-------- RECORD SET
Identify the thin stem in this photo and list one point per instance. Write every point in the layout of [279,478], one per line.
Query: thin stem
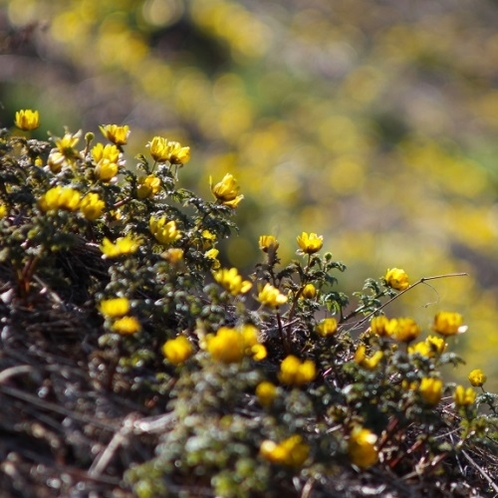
[418,282]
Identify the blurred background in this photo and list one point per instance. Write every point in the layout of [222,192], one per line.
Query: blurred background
[374,124]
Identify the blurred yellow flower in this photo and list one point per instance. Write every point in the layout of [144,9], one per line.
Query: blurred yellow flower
[464,397]
[165,232]
[230,345]
[213,254]
[477,377]
[122,246]
[268,242]
[361,448]
[177,350]
[232,281]
[431,390]
[162,150]
[379,325]
[448,323]
[296,373]
[148,186]
[126,325]
[328,326]
[266,392]
[226,191]
[309,291]
[403,329]
[370,363]
[270,296]
[60,198]
[27,119]
[291,452]
[310,243]
[115,307]
[116,134]
[92,206]
[397,279]
[109,152]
----------------
YOUR GOAL:
Can you write out all the lines above again, switching every "blurred" to "hazy", changing nothing else, and leaving the pictures out?

FULL ANSWER:
Identify the thin stem in this photo and list one point per instance. Write every point in the layout of [279,478], one per line.
Query: thin stem
[418,282]
Identify the hazy background in this photo and list one point per instance. Write every point in the layout of [222,192], one per line.
Query: hazy background
[374,124]
Identify the hazy yellow flower in this photo and list one point per instance. Write every point in the layout of [144,9], one per line.
Query: hazy yellow flower
[464,397]
[165,232]
[230,345]
[213,254]
[477,377]
[122,246]
[268,242]
[361,448]
[177,350]
[232,281]
[431,390]
[162,150]
[379,325]
[448,323]
[296,373]
[148,186]
[126,325]
[328,326]
[266,392]
[226,191]
[309,291]
[403,329]
[370,363]
[270,296]
[60,198]
[27,119]
[291,452]
[310,243]
[115,307]
[116,134]
[92,206]
[397,279]
[109,152]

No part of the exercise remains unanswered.